* [MATERIAL FOR THIS EXERCISE]:
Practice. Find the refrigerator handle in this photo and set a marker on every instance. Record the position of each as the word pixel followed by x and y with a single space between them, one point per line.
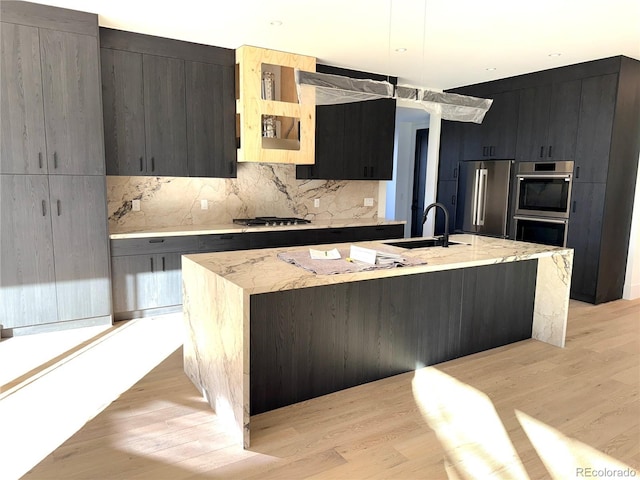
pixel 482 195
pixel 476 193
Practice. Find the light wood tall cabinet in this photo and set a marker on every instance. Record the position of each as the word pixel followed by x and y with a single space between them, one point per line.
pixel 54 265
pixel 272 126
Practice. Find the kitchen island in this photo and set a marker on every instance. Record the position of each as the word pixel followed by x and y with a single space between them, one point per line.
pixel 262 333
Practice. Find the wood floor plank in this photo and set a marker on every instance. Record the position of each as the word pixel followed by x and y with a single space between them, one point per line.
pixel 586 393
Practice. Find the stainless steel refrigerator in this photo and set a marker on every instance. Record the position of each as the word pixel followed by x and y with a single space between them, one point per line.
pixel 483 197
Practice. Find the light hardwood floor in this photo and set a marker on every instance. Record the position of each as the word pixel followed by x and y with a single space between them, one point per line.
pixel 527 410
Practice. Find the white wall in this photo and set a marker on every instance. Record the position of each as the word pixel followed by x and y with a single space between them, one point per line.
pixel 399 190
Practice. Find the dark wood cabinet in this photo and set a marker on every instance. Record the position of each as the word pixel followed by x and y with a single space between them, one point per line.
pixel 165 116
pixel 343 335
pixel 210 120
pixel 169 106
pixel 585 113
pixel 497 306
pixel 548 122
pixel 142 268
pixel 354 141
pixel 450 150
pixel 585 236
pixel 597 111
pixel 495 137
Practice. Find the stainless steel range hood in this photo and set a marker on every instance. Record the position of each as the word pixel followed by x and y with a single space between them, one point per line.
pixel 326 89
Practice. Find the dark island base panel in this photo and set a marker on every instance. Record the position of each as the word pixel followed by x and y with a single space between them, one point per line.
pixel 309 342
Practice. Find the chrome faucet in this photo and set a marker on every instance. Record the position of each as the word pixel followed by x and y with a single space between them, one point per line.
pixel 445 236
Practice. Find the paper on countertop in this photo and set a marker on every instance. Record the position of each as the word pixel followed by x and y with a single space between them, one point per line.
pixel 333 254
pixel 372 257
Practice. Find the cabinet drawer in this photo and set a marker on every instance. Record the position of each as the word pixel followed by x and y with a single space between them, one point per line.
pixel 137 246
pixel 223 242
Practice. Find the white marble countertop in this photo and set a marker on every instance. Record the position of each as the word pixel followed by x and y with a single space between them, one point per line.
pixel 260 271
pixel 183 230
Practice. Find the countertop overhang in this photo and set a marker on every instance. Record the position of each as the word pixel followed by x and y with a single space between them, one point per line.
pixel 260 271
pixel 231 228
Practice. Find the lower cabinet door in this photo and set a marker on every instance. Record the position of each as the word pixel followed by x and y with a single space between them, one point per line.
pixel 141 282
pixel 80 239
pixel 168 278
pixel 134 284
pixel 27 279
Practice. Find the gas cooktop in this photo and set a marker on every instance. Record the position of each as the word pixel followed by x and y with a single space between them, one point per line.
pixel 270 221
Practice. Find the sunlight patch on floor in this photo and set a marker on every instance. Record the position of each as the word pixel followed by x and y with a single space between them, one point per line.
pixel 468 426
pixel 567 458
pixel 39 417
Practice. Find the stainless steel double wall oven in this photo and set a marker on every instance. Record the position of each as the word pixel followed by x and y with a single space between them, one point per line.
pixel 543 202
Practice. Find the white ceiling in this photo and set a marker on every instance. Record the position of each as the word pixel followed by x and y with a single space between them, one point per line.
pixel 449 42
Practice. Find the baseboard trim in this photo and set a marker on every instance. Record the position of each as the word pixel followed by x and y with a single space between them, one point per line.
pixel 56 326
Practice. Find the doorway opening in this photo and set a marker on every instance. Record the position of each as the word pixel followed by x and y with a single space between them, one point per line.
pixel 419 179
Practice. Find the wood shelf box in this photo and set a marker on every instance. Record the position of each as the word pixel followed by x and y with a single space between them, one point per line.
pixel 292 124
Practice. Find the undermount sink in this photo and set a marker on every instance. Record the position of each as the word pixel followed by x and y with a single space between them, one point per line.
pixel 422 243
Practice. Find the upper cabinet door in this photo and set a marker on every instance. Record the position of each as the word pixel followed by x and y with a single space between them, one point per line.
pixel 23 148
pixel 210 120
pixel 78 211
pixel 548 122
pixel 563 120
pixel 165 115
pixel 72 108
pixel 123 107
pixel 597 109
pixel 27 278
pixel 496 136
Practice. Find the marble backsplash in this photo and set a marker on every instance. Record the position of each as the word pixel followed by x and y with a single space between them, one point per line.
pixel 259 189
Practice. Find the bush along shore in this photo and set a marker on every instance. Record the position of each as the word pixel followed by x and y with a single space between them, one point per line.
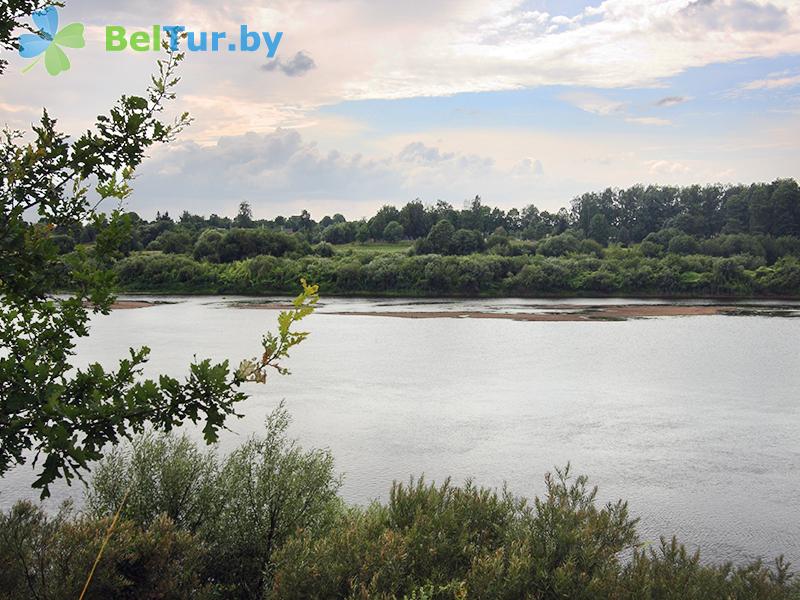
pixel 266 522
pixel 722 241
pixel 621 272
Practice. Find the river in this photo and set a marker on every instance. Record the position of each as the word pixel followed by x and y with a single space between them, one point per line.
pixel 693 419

* [TO DO]:
Copy the stretch from "Practice. Find the wood floor" through "pixel 483 197", substituting "floorboard" for "wood floor plank" and leaving everything else unchanged.

* [TASK ANSWER]:
Practice. Find the floorboard in this photo and set a marker on every instance. Record the position of each as the word pixel followed by x and y with a single space between them, one point per line.
pixel 586 393
Practice. Find the stainless steel refrigerator in this photo and set a marker on every instance. Record the position of each as the word pixel followed by x and y with a single space between them, one point per line.
pixel 483 197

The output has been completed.